Directions for this task -> Return every one of the rows below verbatim, with each line left unchanged.

Dataset excerpts on pointing to objects
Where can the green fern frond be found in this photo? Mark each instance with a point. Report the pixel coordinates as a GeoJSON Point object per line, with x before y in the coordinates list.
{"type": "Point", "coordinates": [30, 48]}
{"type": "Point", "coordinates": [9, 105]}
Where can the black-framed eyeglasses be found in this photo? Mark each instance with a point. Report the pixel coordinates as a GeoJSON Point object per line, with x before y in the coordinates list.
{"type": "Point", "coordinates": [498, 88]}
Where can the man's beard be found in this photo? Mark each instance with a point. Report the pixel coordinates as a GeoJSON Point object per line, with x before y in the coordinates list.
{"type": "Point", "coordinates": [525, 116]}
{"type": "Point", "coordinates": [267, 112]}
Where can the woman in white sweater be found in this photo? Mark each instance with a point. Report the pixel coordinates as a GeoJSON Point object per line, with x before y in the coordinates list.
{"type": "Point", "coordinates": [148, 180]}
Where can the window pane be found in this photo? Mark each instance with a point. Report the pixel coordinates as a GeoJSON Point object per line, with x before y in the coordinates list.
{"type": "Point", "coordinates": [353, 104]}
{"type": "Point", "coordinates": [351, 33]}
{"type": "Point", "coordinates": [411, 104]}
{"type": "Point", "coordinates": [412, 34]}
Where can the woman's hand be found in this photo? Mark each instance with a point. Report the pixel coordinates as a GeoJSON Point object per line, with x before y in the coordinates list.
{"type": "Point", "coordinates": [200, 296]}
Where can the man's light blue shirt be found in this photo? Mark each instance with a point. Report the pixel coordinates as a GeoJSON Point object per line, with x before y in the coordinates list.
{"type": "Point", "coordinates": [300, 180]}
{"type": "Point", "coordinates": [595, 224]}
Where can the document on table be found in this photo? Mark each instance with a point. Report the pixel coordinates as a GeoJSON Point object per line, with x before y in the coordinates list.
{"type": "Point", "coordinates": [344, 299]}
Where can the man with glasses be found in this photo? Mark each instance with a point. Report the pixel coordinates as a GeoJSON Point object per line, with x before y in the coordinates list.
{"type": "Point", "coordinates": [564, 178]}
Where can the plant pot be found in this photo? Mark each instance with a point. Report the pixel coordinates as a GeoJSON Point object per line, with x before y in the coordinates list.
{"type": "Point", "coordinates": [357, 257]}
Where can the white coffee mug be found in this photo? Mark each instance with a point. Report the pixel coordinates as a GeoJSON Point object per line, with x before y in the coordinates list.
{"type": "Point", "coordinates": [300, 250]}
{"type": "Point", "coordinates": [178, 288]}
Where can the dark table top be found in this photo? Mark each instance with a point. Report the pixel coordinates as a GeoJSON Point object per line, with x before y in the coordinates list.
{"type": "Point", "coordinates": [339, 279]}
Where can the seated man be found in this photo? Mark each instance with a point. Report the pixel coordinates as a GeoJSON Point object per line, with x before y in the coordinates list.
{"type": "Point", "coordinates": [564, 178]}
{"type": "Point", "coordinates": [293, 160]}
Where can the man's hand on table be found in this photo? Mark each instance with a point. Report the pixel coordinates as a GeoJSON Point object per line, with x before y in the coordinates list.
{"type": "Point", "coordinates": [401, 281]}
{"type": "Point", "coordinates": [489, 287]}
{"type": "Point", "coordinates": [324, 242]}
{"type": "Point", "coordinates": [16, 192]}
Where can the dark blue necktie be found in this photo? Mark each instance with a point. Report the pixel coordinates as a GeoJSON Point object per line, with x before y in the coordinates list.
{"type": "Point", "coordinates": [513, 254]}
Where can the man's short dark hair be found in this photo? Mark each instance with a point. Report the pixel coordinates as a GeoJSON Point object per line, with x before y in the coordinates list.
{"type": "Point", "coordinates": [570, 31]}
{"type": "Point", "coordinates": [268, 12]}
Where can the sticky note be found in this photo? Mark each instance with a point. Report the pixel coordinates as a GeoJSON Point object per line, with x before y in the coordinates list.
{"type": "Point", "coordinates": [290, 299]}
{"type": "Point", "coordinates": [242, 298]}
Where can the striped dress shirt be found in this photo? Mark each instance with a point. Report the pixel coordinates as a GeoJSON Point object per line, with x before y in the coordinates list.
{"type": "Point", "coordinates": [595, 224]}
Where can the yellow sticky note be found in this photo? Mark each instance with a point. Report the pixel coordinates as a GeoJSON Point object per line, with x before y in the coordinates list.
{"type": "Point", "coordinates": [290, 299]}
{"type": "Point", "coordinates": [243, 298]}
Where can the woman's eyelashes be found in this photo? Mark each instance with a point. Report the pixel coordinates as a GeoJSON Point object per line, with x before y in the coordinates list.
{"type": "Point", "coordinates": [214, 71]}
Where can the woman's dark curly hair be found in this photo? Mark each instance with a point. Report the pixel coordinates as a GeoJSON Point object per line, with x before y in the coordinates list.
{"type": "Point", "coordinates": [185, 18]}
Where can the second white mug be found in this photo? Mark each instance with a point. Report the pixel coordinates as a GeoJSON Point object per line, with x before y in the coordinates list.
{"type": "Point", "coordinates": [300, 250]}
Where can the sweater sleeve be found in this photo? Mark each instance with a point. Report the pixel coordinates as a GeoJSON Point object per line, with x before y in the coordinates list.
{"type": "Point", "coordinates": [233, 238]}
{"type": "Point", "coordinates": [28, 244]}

Solution ->
Where can the green fern frond be found in this photo? Mark each instance with a point. Report the pixel coordinates as a GeoJSON Point object per line, with x before y in the coordinates list.
{"type": "Point", "coordinates": [30, 48]}
{"type": "Point", "coordinates": [9, 105]}
Where can the black-framed eyeglasses be found in this photo? Mark each instance with a point. Report the pixel coordinates as a GeoJSON Point object per line, with x before y in the coordinates list.
{"type": "Point", "coordinates": [498, 88]}
Where can the man's beard be found in this photo? Mark each instance with a point. Report the pixel coordinates as a GeoJSON Point object per line, with x before y in the coordinates list.
{"type": "Point", "coordinates": [525, 116]}
{"type": "Point", "coordinates": [267, 112]}
Where can the woman in white sweater be found in this photo? Mark each instance with a point. Report the pixel coordinates as a GeoJSON Point object per line, with x before y in the coordinates list.
{"type": "Point", "coordinates": [148, 180]}
Where can the window pane be found in this photo? Mark each instance with a point. Report the pixel coordinates as a GeoJSON Point object per line, with x before y in the coordinates list.
{"type": "Point", "coordinates": [353, 104]}
{"type": "Point", "coordinates": [351, 33]}
{"type": "Point", "coordinates": [411, 104]}
{"type": "Point", "coordinates": [412, 34]}
Where can the woman's hand be found in this photo? Mark each instance with a point. Report the pixel coordinates as a GeoJSON Point object per line, with x before y in the coordinates list.
{"type": "Point", "coordinates": [200, 296]}
Where can the man's light blue shirt be found in this photo? Mark each instance with a point. Report the pixel coordinates as a GeoJSON Point object per line, with x before y in the coordinates list.
{"type": "Point", "coordinates": [300, 180]}
{"type": "Point", "coordinates": [595, 224]}
Where can the document on table be found in this photo? Mark each instance with a point. Report the pixel coordinates as a GeoJSON Point object per line, with x before y in the coordinates list.
{"type": "Point", "coordinates": [344, 299]}
Where can the man with glasses be found in this photo? Mark each instance with a point. Report the pixel coordinates as a GeoJSON Point object per line, with x before y in the coordinates list.
{"type": "Point", "coordinates": [564, 178]}
Where can the plant pot be found in this photo? Mark each instance with a point. Report the pixel coordinates as a GeoJSON Point object per line, with x before y in the coordinates list.
{"type": "Point", "coordinates": [357, 257]}
Where can the white coffee mug be found in this photo? Mark each instance with a point. Report the pixel coordinates as a GeoJSON Point object per line, with x before y in the coordinates list.
{"type": "Point", "coordinates": [300, 250]}
{"type": "Point", "coordinates": [178, 288]}
Where can the dark table top be found in this photo? Mark each instance with a point. Report the pixel coordinates as a GeoJSON Point object per line, with x before y in the coordinates list.
{"type": "Point", "coordinates": [339, 279]}
Where can the seated man be found in this photo? Mark each instance with a point. Report the pixel coordinates as a GeoJSON Point object per line, with x before y in the coordinates list.
{"type": "Point", "coordinates": [564, 178]}
{"type": "Point", "coordinates": [293, 160]}
Where can the man's hand on table be found in this photo? Mark each instance with a point. Report the pixel coordinates as a GeoJSON Point object per line, with x before y in the coordinates list.
{"type": "Point", "coordinates": [401, 281]}
{"type": "Point", "coordinates": [489, 287]}
{"type": "Point", "coordinates": [324, 242]}
{"type": "Point", "coordinates": [16, 192]}
Where can the dark blue necktie be found in this photo? Mark each instance with a point. Report the pixel coordinates as a GeoJSON Point object per line, with x before y in the coordinates list.
{"type": "Point", "coordinates": [513, 254]}
Where can the man's short dark hair be found in this photo? Mark each instance with a point. Report the pixel coordinates as a GeoJSON Point object per line, with x before y in the coordinates list.
{"type": "Point", "coordinates": [570, 31]}
{"type": "Point", "coordinates": [268, 12]}
Where can the sticky note be found in this photo? Mark each instance with a point. Report the pixel coordinates as a GeoJSON Point object per line, with x before y in the coordinates list.
{"type": "Point", "coordinates": [290, 299]}
{"type": "Point", "coordinates": [242, 298]}
Where can the striped dress shirt be found in this photo? Mark each instance with a point. Report the pixel coordinates as a GeoJSON Point object per line, with x before y in the coordinates list.
{"type": "Point", "coordinates": [595, 224]}
Where can the yellow sticky note be found in this photo? Mark each instance with a point. Report the pixel coordinates as a GeoJSON Point object per line, with x before y in the coordinates list.
{"type": "Point", "coordinates": [290, 299]}
{"type": "Point", "coordinates": [243, 298]}
Where can the woman's eyelashes be found in this photo? Mark each instance with a point. Report the pixel coordinates as a GeoJSON Point object per line, with x before y in the coordinates list.
{"type": "Point", "coordinates": [214, 71]}
Where can the woman's dark curly hair be found in this photo? Mark each instance with a point. Report the pixel coordinates as a GeoJSON Point object per line, with x before y in the coordinates list.
{"type": "Point", "coordinates": [185, 18]}
Where can the second white mug be found in this photo? Mark each instance with a point. Report the pixel coordinates as a GeoJSON Point object per line, with x before y in the coordinates list.
{"type": "Point", "coordinates": [300, 250]}
Where can the sweater sleeve be found in this photo? Mark each instance with a point. Report the pixel coordinates as a GeoJSON Point object per line, with x before y in the coordinates list.
{"type": "Point", "coordinates": [233, 238]}
{"type": "Point", "coordinates": [28, 244]}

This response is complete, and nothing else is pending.